* Aim of the task *
Set out the lines of the listing below, from the line holding "Indicate the window" through the line holding "pixel 174 43", both included, as a Markdown table with the columns Row and Line. Number each line and skip any blank ones.

* Records supplied *
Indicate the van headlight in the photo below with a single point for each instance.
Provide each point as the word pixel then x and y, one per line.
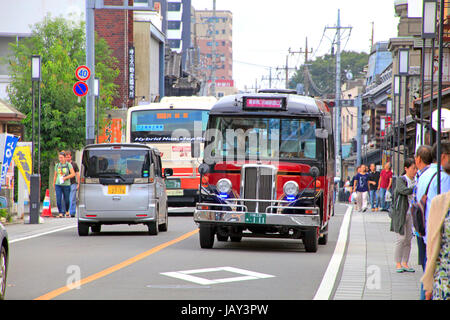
pixel 290 188
pixel 224 186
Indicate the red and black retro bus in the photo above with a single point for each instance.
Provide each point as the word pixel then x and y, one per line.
pixel 268 169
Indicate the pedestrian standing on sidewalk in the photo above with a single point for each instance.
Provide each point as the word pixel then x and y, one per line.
pixel 74 184
pixel 436 278
pixel 429 178
pixel 401 219
pixel 374 177
pixel 361 187
pixel 61 183
pixel 423 161
pixel 384 185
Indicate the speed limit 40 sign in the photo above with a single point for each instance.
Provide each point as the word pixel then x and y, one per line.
pixel 83 73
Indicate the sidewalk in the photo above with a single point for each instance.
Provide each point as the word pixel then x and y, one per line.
pixel 368 272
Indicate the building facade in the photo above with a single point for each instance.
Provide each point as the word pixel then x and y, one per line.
pixel 222 62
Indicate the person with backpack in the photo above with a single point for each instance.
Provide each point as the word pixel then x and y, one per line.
pixel 61 182
pixel 361 187
pixel 427 186
pixel 401 220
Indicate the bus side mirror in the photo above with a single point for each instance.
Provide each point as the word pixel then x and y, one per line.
pixel 203 169
pixel 168 172
pixel 322 133
pixel 314 171
pixel 195 149
pixel 152 172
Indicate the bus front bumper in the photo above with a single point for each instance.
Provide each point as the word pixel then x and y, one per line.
pixel 242 218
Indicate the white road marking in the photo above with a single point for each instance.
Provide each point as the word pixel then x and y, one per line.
pixel 187 275
pixel 41 234
pixel 329 279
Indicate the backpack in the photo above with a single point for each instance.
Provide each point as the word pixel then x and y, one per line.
pixel 418 210
pixel 394 200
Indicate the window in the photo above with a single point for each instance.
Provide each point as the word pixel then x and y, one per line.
pixel 174 25
pixel 174 6
pixel 174 43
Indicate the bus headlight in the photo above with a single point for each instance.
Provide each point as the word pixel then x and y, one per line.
pixel 290 188
pixel 224 186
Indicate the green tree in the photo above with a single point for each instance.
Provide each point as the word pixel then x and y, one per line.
pixel 61 45
pixel 323 71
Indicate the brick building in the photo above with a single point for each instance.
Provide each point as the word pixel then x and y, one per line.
pixel 116 27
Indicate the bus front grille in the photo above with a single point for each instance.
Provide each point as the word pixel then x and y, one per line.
pixel 258 183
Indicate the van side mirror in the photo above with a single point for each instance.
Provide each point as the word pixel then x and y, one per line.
pixel 322 133
pixel 195 149
pixel 168 172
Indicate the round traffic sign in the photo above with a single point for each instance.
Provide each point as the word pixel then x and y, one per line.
pixel 83 73
pixel 80 89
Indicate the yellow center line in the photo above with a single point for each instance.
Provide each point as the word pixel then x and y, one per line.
pixel 117 267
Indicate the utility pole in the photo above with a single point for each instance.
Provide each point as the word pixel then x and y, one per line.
pixel 213 52
pixel 286 69
pixel 338 94
pixel 305 69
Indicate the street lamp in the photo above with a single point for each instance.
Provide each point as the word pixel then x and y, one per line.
pixel 397 90
pixel 97 95
pixel 403 62
pixel 429 19
pixel 35 179
pixel 439 102
pixel 428 32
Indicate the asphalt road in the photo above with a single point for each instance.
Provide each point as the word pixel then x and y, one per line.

* Response *
| Row | Line |
|---|---|
| 1 | Indicate the window in the photo above with a single point for each instance. |
| 2 | Provide each point as the word pixel then x and y, one per line. |
| 3 | pixel 174 25 |
| 4 | pixel 174 6 |
| 5 | pixel 174 43 |